**Vorgegebener Text:**
· · ·

Meine ersten weiblichen Vorbilder hatte ich mit ca. 14 Jahren. Es hing damit zusammen, dass ich gemeinsam mit meiner Freundin Monique bei einem Musikstudenten Gitarrenunterricht nahm und wir bei ihm Folksongs lernten, die wir dann im Duo nachspielten. Das waren Songs von James Taylor oder Jim Croce, Singer-/Songwriter, die vor allem in den 70ern bekannt waren. Ich selbst bin Jahrgang `67 und hab diese Zeit nicht direkt miterlebt, war aber sehr fasziniert davon. Filigranes Gitarrenspiel, schöne Stimmen und tolles Songwriting, das war wohl die Kombination, die mich ansprach und die ich konkret auch selbst umsetzen wollte.
… CAROLE KING & CO. ……………………………………..

· · ·

**Gespeicherte Einträge:**
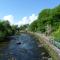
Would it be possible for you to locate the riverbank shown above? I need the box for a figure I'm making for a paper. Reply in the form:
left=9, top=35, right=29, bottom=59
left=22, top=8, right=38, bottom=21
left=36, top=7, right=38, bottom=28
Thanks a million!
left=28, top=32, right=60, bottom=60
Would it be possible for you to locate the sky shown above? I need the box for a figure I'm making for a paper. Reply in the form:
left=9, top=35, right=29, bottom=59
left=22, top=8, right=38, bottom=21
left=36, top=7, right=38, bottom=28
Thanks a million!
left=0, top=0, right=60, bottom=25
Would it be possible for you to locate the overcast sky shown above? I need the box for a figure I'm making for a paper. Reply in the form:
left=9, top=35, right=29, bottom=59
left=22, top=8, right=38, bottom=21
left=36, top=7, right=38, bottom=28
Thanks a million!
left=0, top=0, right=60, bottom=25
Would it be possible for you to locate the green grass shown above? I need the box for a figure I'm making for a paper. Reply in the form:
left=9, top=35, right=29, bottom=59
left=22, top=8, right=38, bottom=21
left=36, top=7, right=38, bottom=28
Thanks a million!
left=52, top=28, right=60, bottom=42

· · ·

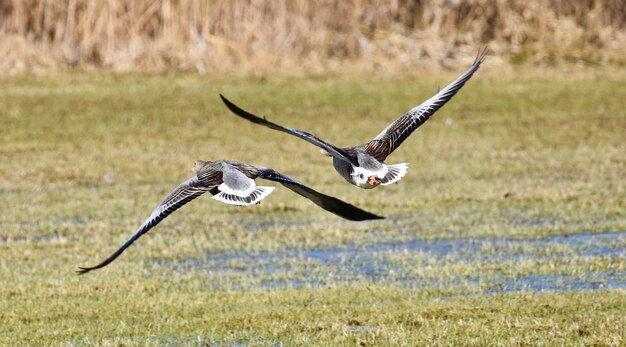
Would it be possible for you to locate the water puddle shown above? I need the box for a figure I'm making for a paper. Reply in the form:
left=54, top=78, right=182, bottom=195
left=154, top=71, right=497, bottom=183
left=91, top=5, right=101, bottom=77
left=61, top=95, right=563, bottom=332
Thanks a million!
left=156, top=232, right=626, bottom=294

· · ·

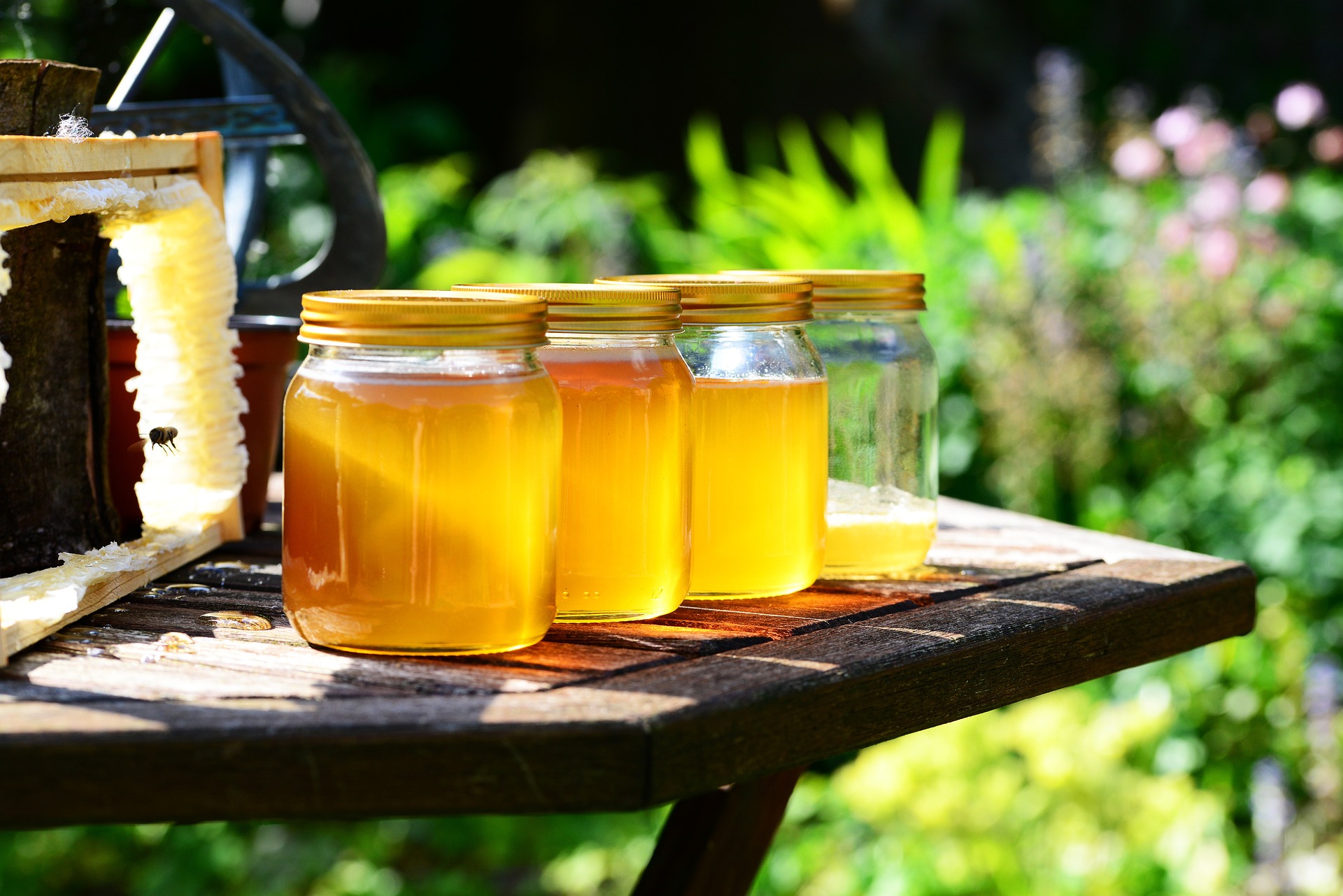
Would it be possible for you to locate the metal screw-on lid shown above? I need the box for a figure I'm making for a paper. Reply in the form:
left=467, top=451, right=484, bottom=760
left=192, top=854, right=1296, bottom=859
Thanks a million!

· · ·

**Übungsaufgabe 1:**
Beantworte anhand des Textes über die ersten weiblichen Vorbilder diese Fragen:
(a) Mit wem nahm die Ich-Person Gitarrenunterricht?
(b) Welcher Jahrgang ist die Ich-Person?
(c) Welche zwei Singer-/Songwriter werden namentlich genannt?
**Übungsaufgabe 2:** Setze den Text über die ersten weiblichen Vorbilder nach seiner letzten Zeile fort.

**Lösung 1:**
(a) Mit der Freundin Monique, bei einem Musikstudenten.
(b) Jahrgang ’67.
(c) James Taylor und Jim Croce.

**Lösung 2:**
In dieser Zeit hab ich JANIS JOPLIN, CAROLE KING und CARLY SIMON lieben gelernt, die ich zu meinen ersten weiblichen Vorbildern zählen würde. Irgendwie umwehte diese amerikanischen Musikerinnen ein aufregendes Lüftchen. Ich hatte selbst als Kind mit 5 Jahren ein Jahr in den USA gelebt und noch tolle Kindheitserinnerungen an diese Zeit. Meine Freundin war Halbamerikanerin und hatte mit ihrer deutschen Mutter die ersten sieben Jahre in den USA verbracht. Mit ihrer „coolen“ Mutter, die für mich damals der Inbegriff der Hippiemutter war (die aber tatsächlich gar nicht „wild“ lebte), hörten wir nächtelang Platten, tranken Tee, rauchten die ersten Zigaretten und schwätzten über Gott und die Welt. Ein echtes Kontrastprogramm zu meinen Eltern, die ich furchtbar spießig fand und die natürlich ganz andere Musik hörten als ich.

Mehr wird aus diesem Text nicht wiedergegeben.